POESIE / CARNET DE DOUTE DE JOSUE GUEBO : L’histoire douloureuse de l’Afrique revisitée.
Carnet de doute. Tel est le titre du recueil de poèmes de l’Ivoirien Josué Guébo, double Manuscrit d’or pour son poème" C’était hier "et sa nouvelle "Confidence d’une pièce de 25 francs"(Editions Vallesse 2007), paru en juin 2011 chez les Editions Panafrika. Ce texte poétique de 60 pages, au cours long, invite tout lecteur à revisiter l’histoire douloureuse de l’Afrique pour en faire une arme, un instrument de dénonciation, de lutte.
« Le café à Genève
L’homme se nomme Moumié
Tout homme est Félix
Plein la tempête véreuse
Le calice baisé à prix
De souffle »
Ce recueil au cours long se situe dans la ligne de la poésie de dénonciation, de la négritude et en conserve les traits les plus pertinents dans la structure formelle. En revanche, ce texte se démarque du mouvement. L’élargissement s’effectue surtout au niveau des prosodies et même de l’interprétation des événements. Pour ne pas tomber dans des clichés, des stéréotypes, Guébo supprime la propagande et va dans le sens d’une poétique extensive. Il ne s’agit plus d’une simple lamentation mais d’une expérience vécue, d’une intériorisation. C’est pourquoi sa parole retrouve un souffle neuf, recrée ou fait naître les mythes et les passions qui transposent les rêves et les réalités nouvelles traduisent les rapports nouveaux des hommes entre eux et expriment leur vision du monde.
« Il n’y a pas de doute
Accidentel
Rien
Qu’à propos
Où la ligne cicatricielle
Hausse le ton
Comme un sceptique ivre
(…)
La monnaie
D’un singe
Sautant
D’une branche à
L’autre du maquis épanoui »
Après s’être accoquiné avec l’Europe comprador, impérialiste, l’Afrique indépendante, il y a une cinquantaine d’années, doit revoir son rapport avec l’Occident. Pour le poète, la survie du continent noir en dépend. C’est pourquoi, il suggère de façon implicite un rapport d’équité, de justice entre l’Afrique et l’Europe, entre les pays en voie de développement et les pays industrialisés. C’est ici le lieu de souligner que l’actualité de par le monde s’est faite plus que jamais prestataire. Après lecture, l’on constate que Guébo crée une poésie où dominent l’émotion, l’obsession des images et le pouvoir de suggestion.
« D’un bout à l’autre
Du maquis de dune
Ni dal
Laden
(…)
A tous les vannés
De la bleue
Affalés aux sols
Par escouades de tirailleurs »

CONSIGNE 1: Selon le texte présenté, combien de pages compte le recueil Carnet de doute ?
CONSIGNE 2: Réécrivez plus brièvement le paragraphe du texte présenté qui commence par « Après s’être accoquiné », en conservant ses faits principaux.
Le matériel n'a aucun rapport avec le texte présenté.

DONNÉES FOURNIES:
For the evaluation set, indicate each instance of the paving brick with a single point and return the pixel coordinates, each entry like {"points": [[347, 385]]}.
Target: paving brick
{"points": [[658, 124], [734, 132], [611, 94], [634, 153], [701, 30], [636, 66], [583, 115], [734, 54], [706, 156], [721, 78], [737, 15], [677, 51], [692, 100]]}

RÉPONSE RÉDIGÉE 1: Le recueil compte 60 pages.

RÉPONSE RÉDIGÉE 2: Indépendante depuis une cinquantaine d'années après s'être liée à l'Europe comprador et impérialiste, l'Afrique doit revoir son rapport avec l'Occident. Pour le poète, la survie du continent en dépend. Il suggère donc implicitement un rapport d'équité et de justice entre l'Afrique et l'Europe, entre pays en voie de développement et pays industrialisés. La poésie de Guébo est dominée par l'émotion, l'obsession des images et le pouvoir de suggestion.